■ **Activité A**
D'après l'exposé des motifs sur les Ehpad, de combien le nombre de places dans le secteur privé lucratif a-t-il augmenté entre 1986 et 2015 ?
■ **Activité B**
Recopiez fidèlement le passage de l'exposé des motifs sur les Ehpad qui va de « Le modèle économique » à « d'affaires des EHPAD privés à but lucratif. », ces deux bornes comprises.
··· Texte de l'exercice ···
EXPOSÉ DES MOTIFS

Mesdames, Messieurs,

Le livre de M. Victor CASTANET « Les fossoyeurs » a provoqué une véritable déflagration dans notre pays. La financiarisation dans le domaine de la santé et en particulier dans celui des Ehpad est apparue dans toute sa crudité, voire sa sauvagerie. Les financiers se sont ainsi lancés, depuis de nombreuses années, dans une recherche effrénée du profit. Cette recherche de « l'or gris » n'a été possible que parce que l'État n'a pas joué son rôle de protection de nos concitoyens les plus âgés, les plus fragiles.

Au-delà même du scandale ORPEA, on observe la place croissante des groupes privés dans le secteur des EHPAD. Entre 1986 et 2015, le nombre de places en établissements médico-sociaux médicalisés s'est accru de 85 % ; sur la même période, le nombre de places dans le secteur privé lucratif s'est accru de + 560 %.

La prise en charge des personnes âgées est malheureusement de plus en plus un secteur économique comme les autres avec une emprise croissante des fonds de capital investissement. Les cinq plus grands groupes français sont détenus par des fonds de capital investissement. Les pouvoirs publics ont été pris de court par cette financiarisation du secteur. Pour rappel : le fondateur d'ORPEA a plus de 1 milliard d'euros de patrimoine et les plus grands groupes français d'EHPAD privés sont dans le top 500 des plus grandes fortunes françaises.

Certes, depuis le scandale ORPEA et la crise sanitaire de 2019, la recherche de « l'or gris » s'est parfois transformée en « plomb », mais il est plus que jamais nécessaire de réguler les superprofits qui perdurent dans le secteur des Ehpad privés à but lucratif.

Le modèle économique des EHPAD repose en grande partie sur de l'argent public : sommes versées directement aux EHPAD par les Agences Régionales de Santé pour les soins et par les conseils départementaux pour la dépendance.

En France, il n'y a pas de liberté d'installation des EHPAD, l'État agrée l'ouverture de structures en fonction des besoins des populations. Cet agrément est totalement gratuit alors même que les subventions publiques annuelles représentent environ 40 % du chiffre d'affaires des EHPAD privés à but lucratif.

Il est donc totalement logique de taxer les superprofits réalisés par les Ehpad privés lucratifs. Sont assujettis à cette nouvelle taxation les Ehpad privés lucratifs dont la rentabilité financière dépasse un certain seuil. La rentabilité financière est calculée en divisant le résultat net par les capitaux propres d'une entreprise. Elle permet d'apprécier quel bénéfice est dégagé pour chaque euro investi dans une entreprise par les actionnaires.
··· Contenu des données ···
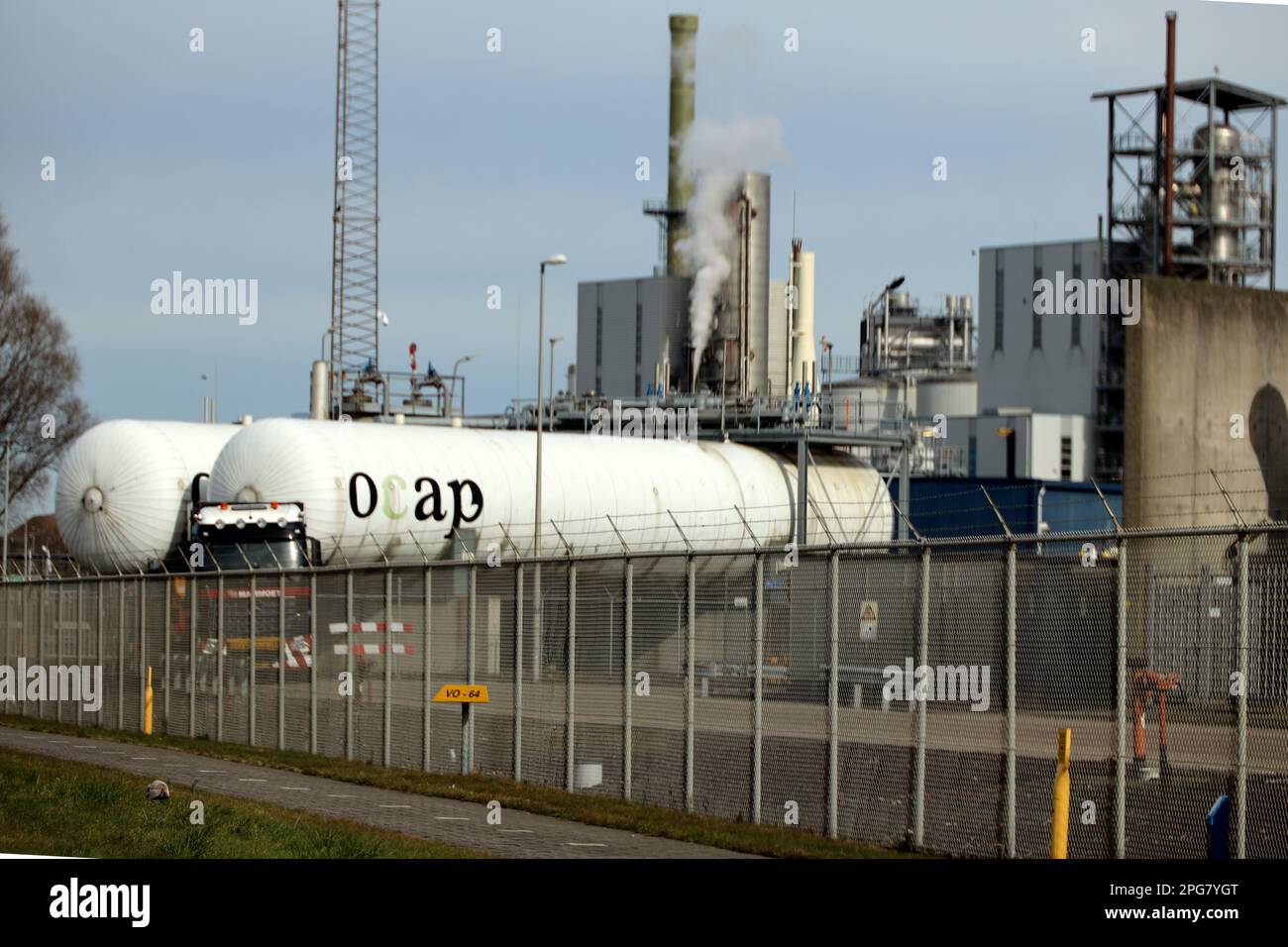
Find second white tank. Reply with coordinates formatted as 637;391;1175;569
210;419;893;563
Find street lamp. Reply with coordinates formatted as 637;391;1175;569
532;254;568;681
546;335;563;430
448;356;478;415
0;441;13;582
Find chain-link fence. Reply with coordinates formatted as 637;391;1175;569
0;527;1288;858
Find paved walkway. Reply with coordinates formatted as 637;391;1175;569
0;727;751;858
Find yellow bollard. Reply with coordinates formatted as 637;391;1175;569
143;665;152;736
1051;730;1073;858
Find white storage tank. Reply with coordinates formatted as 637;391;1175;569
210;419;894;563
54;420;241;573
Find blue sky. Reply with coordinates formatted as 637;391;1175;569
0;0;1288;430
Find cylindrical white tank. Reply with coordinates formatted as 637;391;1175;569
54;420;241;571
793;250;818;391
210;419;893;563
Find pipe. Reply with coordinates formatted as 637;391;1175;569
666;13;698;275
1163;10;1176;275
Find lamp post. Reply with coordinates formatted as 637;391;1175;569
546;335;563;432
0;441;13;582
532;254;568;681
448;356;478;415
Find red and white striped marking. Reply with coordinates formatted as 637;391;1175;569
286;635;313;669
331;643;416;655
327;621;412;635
···
··· Contenu des données ···
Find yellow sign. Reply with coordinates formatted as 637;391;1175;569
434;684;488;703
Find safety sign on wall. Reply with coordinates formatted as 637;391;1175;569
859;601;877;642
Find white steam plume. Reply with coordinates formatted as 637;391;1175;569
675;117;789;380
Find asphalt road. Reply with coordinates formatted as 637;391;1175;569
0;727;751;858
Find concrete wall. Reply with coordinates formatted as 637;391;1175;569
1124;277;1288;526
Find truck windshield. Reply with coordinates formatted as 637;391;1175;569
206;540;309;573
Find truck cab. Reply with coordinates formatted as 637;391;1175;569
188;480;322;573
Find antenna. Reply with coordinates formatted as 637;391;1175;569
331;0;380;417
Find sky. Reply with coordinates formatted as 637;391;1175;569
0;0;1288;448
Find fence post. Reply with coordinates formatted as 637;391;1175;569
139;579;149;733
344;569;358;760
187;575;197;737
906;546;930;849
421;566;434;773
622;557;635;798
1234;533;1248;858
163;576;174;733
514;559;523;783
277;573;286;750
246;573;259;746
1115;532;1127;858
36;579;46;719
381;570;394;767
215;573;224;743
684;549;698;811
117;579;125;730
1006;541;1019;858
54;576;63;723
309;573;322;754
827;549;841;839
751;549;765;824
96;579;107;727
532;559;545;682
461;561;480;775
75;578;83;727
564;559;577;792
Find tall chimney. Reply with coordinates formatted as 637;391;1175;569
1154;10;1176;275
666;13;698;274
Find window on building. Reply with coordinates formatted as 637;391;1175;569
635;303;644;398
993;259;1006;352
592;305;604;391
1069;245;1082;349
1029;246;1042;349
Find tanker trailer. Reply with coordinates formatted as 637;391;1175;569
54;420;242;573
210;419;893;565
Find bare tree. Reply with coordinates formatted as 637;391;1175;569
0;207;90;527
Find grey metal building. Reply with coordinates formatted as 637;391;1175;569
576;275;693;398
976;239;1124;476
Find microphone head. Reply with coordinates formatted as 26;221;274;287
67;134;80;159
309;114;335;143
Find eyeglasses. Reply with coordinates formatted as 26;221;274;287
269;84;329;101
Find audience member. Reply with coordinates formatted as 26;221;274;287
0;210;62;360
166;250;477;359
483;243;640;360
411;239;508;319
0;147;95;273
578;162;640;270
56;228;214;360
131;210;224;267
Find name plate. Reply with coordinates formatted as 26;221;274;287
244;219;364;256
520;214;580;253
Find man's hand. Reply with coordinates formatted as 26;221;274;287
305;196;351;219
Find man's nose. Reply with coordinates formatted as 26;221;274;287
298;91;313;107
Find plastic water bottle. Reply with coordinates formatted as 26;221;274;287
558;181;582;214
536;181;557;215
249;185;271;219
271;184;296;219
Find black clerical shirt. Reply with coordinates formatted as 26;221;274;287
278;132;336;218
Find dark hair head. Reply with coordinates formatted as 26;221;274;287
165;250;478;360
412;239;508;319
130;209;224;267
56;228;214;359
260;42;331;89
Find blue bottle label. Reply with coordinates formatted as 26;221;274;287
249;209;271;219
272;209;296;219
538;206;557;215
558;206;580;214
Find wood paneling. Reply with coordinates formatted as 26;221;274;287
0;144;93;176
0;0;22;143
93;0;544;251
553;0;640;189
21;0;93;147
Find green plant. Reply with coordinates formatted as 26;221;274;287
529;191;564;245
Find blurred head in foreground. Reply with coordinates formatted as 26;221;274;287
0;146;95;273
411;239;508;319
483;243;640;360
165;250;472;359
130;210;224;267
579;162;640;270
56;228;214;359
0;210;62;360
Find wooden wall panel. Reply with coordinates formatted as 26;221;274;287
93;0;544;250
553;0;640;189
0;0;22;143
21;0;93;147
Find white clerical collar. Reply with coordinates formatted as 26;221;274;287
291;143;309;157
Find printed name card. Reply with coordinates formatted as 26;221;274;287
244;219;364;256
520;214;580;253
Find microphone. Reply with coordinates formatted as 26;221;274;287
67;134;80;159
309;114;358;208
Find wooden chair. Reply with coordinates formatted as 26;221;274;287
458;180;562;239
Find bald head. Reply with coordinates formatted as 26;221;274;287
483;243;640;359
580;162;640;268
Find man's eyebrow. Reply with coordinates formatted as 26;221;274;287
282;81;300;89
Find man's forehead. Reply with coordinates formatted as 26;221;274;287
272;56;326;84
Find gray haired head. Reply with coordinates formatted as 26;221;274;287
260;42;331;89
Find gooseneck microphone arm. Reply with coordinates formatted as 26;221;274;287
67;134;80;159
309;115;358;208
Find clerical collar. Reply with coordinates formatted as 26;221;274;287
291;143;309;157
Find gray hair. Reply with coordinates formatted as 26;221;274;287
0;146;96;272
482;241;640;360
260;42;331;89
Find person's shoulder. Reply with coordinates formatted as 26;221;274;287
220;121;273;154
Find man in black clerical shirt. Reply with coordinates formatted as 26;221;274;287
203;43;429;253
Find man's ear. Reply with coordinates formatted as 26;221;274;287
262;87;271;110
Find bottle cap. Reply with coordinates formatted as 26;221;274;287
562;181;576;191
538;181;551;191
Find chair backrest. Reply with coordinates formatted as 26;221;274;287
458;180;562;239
···
■ **Réponse finale A**
Il a augmenté de 560 %.

■ **Réponse finale B**
Le modèle économique des EHPAD repose en grande partie sur de l'argent public : sommes versées directement aux EHPAD par les Agences Régionales de Santé pour les soins et par les conseils départementaux pour la dépendance.

En France, il n'y a pas de liberté d'installation des EHPAD, l'État agrée l'ouverture de structures en fonction des besoins des populations. Cet agrément est totalement gratuit alors même que les subventions publiques annuelles représentent environ 40 % du chiffre d'affaires des EHPAD privés à but lucratif.